§ **DESCRIPTION OF THE TASK**:
Reproduce every one of the entries below word for word, with no changes.

§ **DATA IN THIS EXERCISE**:
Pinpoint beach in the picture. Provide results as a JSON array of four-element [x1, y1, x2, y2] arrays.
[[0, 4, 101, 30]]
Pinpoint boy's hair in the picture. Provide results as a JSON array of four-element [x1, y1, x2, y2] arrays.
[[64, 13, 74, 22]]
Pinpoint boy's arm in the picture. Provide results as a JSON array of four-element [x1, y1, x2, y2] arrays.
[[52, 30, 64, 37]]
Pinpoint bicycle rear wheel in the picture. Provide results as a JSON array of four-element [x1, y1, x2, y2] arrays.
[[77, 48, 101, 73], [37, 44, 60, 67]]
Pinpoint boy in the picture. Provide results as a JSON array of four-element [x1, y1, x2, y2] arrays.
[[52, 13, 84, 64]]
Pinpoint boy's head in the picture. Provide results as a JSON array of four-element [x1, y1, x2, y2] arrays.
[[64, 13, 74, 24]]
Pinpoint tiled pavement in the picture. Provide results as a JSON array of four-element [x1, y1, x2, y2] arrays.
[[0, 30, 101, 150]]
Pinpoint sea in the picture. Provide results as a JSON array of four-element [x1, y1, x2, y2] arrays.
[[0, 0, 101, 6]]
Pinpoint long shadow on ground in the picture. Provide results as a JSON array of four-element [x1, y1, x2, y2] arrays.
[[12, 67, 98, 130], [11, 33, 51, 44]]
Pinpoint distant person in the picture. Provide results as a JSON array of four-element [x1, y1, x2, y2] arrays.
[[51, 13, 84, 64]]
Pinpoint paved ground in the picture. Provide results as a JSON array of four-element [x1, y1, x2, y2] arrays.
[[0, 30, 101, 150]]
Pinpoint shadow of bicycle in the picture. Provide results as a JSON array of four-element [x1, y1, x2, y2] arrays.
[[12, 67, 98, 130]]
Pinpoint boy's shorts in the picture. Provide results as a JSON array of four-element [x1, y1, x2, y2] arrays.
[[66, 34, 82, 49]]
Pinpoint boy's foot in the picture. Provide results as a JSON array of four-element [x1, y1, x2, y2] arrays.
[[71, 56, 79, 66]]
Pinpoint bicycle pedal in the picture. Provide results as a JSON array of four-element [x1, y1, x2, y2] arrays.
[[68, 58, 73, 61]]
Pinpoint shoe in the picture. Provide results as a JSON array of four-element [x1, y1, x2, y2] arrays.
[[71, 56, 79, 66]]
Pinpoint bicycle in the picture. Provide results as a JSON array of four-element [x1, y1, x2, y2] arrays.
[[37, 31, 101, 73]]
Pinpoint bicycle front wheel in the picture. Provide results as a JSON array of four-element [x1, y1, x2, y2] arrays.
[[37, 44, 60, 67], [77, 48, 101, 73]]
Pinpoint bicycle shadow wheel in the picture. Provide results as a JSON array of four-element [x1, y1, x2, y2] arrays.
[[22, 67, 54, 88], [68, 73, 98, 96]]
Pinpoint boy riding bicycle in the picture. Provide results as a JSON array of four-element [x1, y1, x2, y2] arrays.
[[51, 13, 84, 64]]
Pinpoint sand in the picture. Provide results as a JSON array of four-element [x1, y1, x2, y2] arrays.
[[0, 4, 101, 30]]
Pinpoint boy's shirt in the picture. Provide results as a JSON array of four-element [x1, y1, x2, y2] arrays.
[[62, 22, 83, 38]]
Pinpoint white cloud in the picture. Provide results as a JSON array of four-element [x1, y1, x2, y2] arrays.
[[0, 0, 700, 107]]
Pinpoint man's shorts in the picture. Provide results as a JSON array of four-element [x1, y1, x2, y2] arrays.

§ **TASK OUTPUT**:
Pinpoint beach in the picture. Provide results as a JSON array of four-element [x1, y1, x2, y2] arrays.
[[0, 4, 101, 30]]
Pinpoint boy's hair in the picture. Provide results as a JSON array of four-element [x1, y1, x2, y2] arrays.
[[64, 13, 74, 22]]
Pinpoint boy's arm in the picture. Provide results as a JSON array of four-element [x1, y1, x2, y2] arrays.
[[52, 30, 64, 37]]
Pinpoint bicycle rear wheel in the picture. Provide results as a JSON array of four-element [x1, y1, x2, y2] arrays.
[[77, 48, 101, 73], [37, 44, 60, 67]]
Pinpoint boy in the picture. Provide results as a JSON array of four-element [x1, y1, x2, y2] arrays.
[[52, 13, 84, 64]]
Pinpoint boy's head in the picture. Provide results as a JSON array of four-element [x1, y1, x2, y2] arrays.
[[64, 13, 74, 24]]
Pinpoint tiled pavement in the picture. Provide results as a JSON array of four-element [x1, y1, x2, y2] arrays.
[[0, 30, 101, 150]]
Pinpoint sea in the picture. Provide results as a JSON array of four-element [x1, y1, x2, y2] arrays.
[[0, 0, 101, 6]]
Pinpoint long shadow on ground in the picture. Provide results as a JSON array of four-element [x1, y1, x2, y2] arrays.
[[12, 67, 98, 130], [11, 33, 51, 44]]
Pinpoint distant person in the picture. Provide results as a JSON array of four-element [x1, y1, x2, y2] arrays.
[[51, 13, 84, 64]]
Pinpoint paved ground in the picture. Provide results as a JSON array of four-element [x1, y1, x2, y2] arrays.
[[0, 30, 101, 150]]
Pinpoint shadow of bicycle in the picture. Provide results as a JSON array of four-element [x1, y1, x2, y2] arrays.
[[12, 67, 98, 130]]
Pinpoint boy's shorts in the picture. Provide results as a JSON array of four-element [x1, y1, x2, y2] arrays.
[[66, 34, 82, 49]]
Pinpoint boy's foot in the picture. Provide results as a JSON array of four-element [x1, y1, x2, y2] arrays.
[[71, 56, 79, 66]]
Pinpoint bicycle pedal in the picture. Provide results as a JSON array of four-element [x1, y1, x2, y2] arrays.
[[68, 58, 73, 61]]
Pinpoint shoe in the picture. Provide results as a JSON array of four-element [x1, y1, x2, y2] arrays.
[[71, 56, 79, 66]]
Pinpoint bicycle in the picture. Provide results as a JSON array of four-element [x1, y1, x2, y2] arrays.
[[37, 31, 101, 73]]
Pinpoint bicycle front wheel in the picture. Provide results as a JSON array of four-element [x1, y1, x2, y2] arrays.
[[37, 44, 60, 67], [77, 48, 101, 73]]
Pinpoint bicycle shadow wheel in the picture. Provide results as a JSON array of four-element [x1, y1, x2, y2] arrays.
[[22, 67, 54, 88], [68, 73, 98, 96]]
Pinpoint boy riding bicycle in the picture. Provide results as a JSON array of four-element [x1, y1, x2, y2] arrays.
[[51, 13, 84, 64]]
Pinpoint sand in the picture. Provide results as a JSON array of four-element [x1, y1, x2, y2] arrays.
[[0, 4, 101, 30]]
Pinpoint boy's shirt in the picture. Provide results as a JSON array of four-element [x1, y1, x2, y2] arrays.
[[62, 22, 83, 38]]
Pinpoint white cloud in the picture. Provide results as a JSON array of four-element [x1, y1, x2, y2] arrays.
[[0, 0, 700, 107]]
Pinpoint man's shorts in the picture. Provide results as a JSON array of four-element [x1, y1, x2, y2] arrays.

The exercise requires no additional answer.